WRITTEN PROBLEM A ::
Change "one dot" to "a single dot" in the entries from the line with "Exercise. Spot the green coffin lid" to the end of the entries. Write out only those lines, with nothing else altered.

SOURCE EXTRACT ::
- - -

Postmortem: Preventing a Billing Incident with Spec-First
I was on the team when 847 customers got charged twice. Support tickets started coming in on a Tuesday afternoon, and by the time we had a full picture it was $127,000 in duplicate charges across a 6-hour window. Three days to fully resolve. The root cause wasn't a bug in the traditional sense — it was a question nobody had answered in writing: what should happen when the payment provider times out after a charge is already in flight?
How it happened
Our checkout service called POST /v1/charges to process a payment. The payment provider occasionally took longer than our 30-second timeout. When the timeout fired, checkout returned "Payment failed. Please try again." The user — reasonably — clicked retry. A second charge went through.
Except the first charge had also completed, just after the timeout, while the retry was already in flight. Two charges. One purchase. And we had no mechanism to detect or prevent it.
I remember the Slack thread where someone asked "wait, does our charges endpoint even support idempotency keys?" The answer was no. We had never discussed it. It just... wasn't in the spec.
What the spec said (and didn't)
The spec for the POST /v1/charges endpoint, as it existed before the incident, contained the following:
POST /v1/charges Creates a new charge against the customer's payment method. Request body: customer_id: string (required) amount_cents: integer (required) currency: string (required, ISO 4217) Response: 201: Charge created successfully. 400: Invalid request parameters. 402: Payment declined by provider. 500: Internal server error.
Notice what's absent: any mention of retry behavior, idempotency, what a client should do when it receives a 500, or what happens when the payment provider times out after a charge has already been submitted. The spec describes the happy path and says nothing about the failure modes that actually matter for a billing system.
The acceptance criteria we never wrote
Good acceptance criteria would have forced the team to decide the retry question before implementation. Here is what was missing:
MISSING - Acceptance criteria for retry behavior:
- Given POST /v1/charges is submitted with Idempotency-Key: "key-xyz"
When the payment provider succeeds after the client's timeout fires
And the client retries with the same Idempotency-Key
Then the endpoint returns 200 with the original charge response
And no duplicate charge is created
- Given POST /v1/charges returns 500
When the client has no Idempotency-Key
Then the spec must state: "Do not retry. Contact support with your
request ID. Retrying may result in a duplicate charge."
- Given the payment provider takes longer than 25 seconds
When the endpoint has not yet received a response
Then the endpoint must NOT return a 500 before the payment settles.
The endpoint must wait for the provider response or timeout at 45s.
None of these criteria existed. The team had never made an explicit decision about what a 500 meant in terms of retry safety. Each engineer on the team, if asked, would have given a different answer about whether it was safe to retry after a 500. The incident resolved that question in the most expensive way possible.
What the spec should have said
A spec that follows spec-first principles for billing endpoints would have included an explicit idempotency policy before implementation started:
## POST /v1/charges — Idempotency requirements
This endpoint MUST support idempotency keys. Clients MUST send an
Idempotency-Key header on every request.

- - -

WRITTEN PROBLEM B ::
Repeat the billing postmortem word for word from "What the spec should" to "on every request.".

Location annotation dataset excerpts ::

- - -

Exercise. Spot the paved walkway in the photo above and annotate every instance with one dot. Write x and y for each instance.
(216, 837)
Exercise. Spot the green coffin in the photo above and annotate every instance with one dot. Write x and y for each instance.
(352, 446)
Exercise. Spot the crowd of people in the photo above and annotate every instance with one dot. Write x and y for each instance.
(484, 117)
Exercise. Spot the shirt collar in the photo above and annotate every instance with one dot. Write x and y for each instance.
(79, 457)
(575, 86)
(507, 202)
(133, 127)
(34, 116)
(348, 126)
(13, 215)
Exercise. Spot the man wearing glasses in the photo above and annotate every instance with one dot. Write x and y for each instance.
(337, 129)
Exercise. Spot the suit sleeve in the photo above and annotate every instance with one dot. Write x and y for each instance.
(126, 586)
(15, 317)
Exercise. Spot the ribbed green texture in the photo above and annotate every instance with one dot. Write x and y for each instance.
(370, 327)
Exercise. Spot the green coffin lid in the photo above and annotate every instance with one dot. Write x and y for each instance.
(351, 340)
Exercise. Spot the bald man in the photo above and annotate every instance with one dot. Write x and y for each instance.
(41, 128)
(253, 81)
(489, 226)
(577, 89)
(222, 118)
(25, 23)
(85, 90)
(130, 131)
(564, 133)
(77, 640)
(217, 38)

- - -

OUTPUT A ::
Exercise. Spot the green coffin lid in the photo above and annotate every instance with a single dot. Write x and y for each instance.
(351, 340)
Exercise. Spot the bald man in the photo above and annotate every instance with a single dot. Write x and y for each instance.
(41, 128)
(253, 81)
(489, 226)
(577, 89)
(222, 118)
(25, 23)
(85, 90)
(130, 131)
(564, 133)
(77, 640)
(217, 38)

OUTPUT B ::
What the spec should have said
A spec that follows spec-first principles for billing endpoints would have included an explicit idempotency policy before implementation started:
## POST /v1/charges — Idempotency requirements
This endpoint MUST support idempotency keys. Clients MUST send an
Idempotency-Key header on every request.